## DOCUMENT TEXT:
▽
THE PACIFIC GROVE RETREAT: A CONFERENCE HEADQUARTERS

Within less than a decade of its being established in 1875, the Pacific Grove Retreat became known as the primary conference headquarters for the hosting of religious, temperance and education meetings along the California coast. To accommodate the steady stream of conference participants and vacationers, a variety of lodging facilities became available to those traveling to the retreat. These lodging options included individual tents, cottages, or rooms in boarding houses that were available for rent. Also available to visitors were accommodations at the opulent Hotel Del Monte, located in Monterey, that had opened to guests on June 10, 1880; or the centrally located 114-room El Carmelo Hotel, situated in the heart of Pacific Grove, which opened to guests on May 20, 1887.
△
## DATA:
▽
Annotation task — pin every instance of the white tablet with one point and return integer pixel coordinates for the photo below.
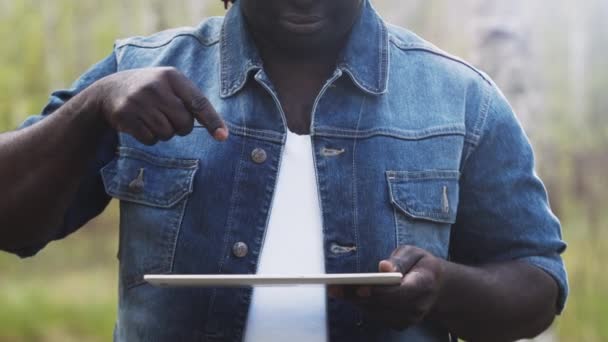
(244, 280)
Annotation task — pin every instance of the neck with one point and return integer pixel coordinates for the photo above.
(306, 60)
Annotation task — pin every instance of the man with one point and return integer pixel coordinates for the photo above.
(419, 163)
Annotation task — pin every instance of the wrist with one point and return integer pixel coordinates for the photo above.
(446, 268)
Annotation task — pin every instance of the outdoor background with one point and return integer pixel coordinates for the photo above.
(549, 56)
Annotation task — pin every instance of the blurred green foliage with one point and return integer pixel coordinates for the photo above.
(68, 292)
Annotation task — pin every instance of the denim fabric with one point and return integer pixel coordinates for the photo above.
(411, 146)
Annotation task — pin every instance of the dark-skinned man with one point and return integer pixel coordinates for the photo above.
(345, 145)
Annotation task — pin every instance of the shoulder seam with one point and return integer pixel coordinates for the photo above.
(130, 41)
(193, 32)
(428, 48)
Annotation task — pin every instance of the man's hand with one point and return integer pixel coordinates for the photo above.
(504, 301)
(399, 307)
(155, 104)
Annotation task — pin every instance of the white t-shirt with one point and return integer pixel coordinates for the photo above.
(293, 245)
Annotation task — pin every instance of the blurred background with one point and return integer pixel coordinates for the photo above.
(549, 56)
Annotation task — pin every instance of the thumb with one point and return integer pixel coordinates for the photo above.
(386, 266)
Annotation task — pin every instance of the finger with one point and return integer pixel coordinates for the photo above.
(137, 129)
(389, 318)
(180, 118)
(401, 260)
(157, 123)
(199, 106)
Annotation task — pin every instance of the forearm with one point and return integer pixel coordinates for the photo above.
(500, 302)
(42, 166)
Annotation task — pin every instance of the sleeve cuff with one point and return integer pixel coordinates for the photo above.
(554, 266)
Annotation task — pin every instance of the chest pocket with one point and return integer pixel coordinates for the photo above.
(153, 192)
(425, 206)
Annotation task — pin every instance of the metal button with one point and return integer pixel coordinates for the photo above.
(259, 156)
(240, 249)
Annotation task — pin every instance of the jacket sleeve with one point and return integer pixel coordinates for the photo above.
(504, 212)
(90, 199)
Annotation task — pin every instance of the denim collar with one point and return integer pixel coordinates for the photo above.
(365, 58)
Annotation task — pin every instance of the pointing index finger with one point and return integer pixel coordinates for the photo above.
(200, 107)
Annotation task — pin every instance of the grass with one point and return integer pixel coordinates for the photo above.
(68, 292)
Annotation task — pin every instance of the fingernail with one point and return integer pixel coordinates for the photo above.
(364, 292)
(220, 134)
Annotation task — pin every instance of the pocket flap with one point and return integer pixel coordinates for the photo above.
(426, 195)
(139, 177)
△
## WHAT TO DO:
[a] In the text about the Pacific Grove Retreat, on what date did the El Carmelo Hotel open to guests?
[b] Carry on the text about the Pacific Grove Retreat from its last sentence.
The items can be left aside.

## EXPECTED ANSWERS:
[a] May 20, 1887.

[b]
In June of 1889, traveling to the Methodist Retreat became more convenient to conference participants when the Southern Pacific Railroad's Monterey Express extended rail service to the Pacific Grove, allowing passengers to disembark at the newly constructed train depot just a few short blocks from Chautauqua Hall. Travel time from the train depot in San Francisco to the train depot in Pacific Grove amounted to an average of three and a half hours. The attractiveness of Methodist Camp Retreat for hosting conferences quickly be- came apparent to organizers, as the list of summer meetings held in Pacific Grove expanded to the point of filling the calendar from the beginning of April to the end of September of each year. Throughout the summer months the Pacific Grove Retreat hosted a variety of conferences, summer encampments and assemblies of intellectual, spiritual and societal organizations associated with the Methodist movement. In addition to the Pacific Coast Chautauqua Assembly, these gatherings included the Women’s Christian Temperance Union (WCTU), the Summer Meeting of the California’s Teachers’ Association, the California Annual Conference of Methodist Episcopal Church, the California State Sunday School Convention, the Young Men’s Christian Association (YMCA), the Midsummer Encampment for Political, Civil and Social Re- forms, Summer Encampment and Assembly of Christian Workers, Summer School of Theology, Camp Meeting and School of the Prophets, and the Epworth League. (1)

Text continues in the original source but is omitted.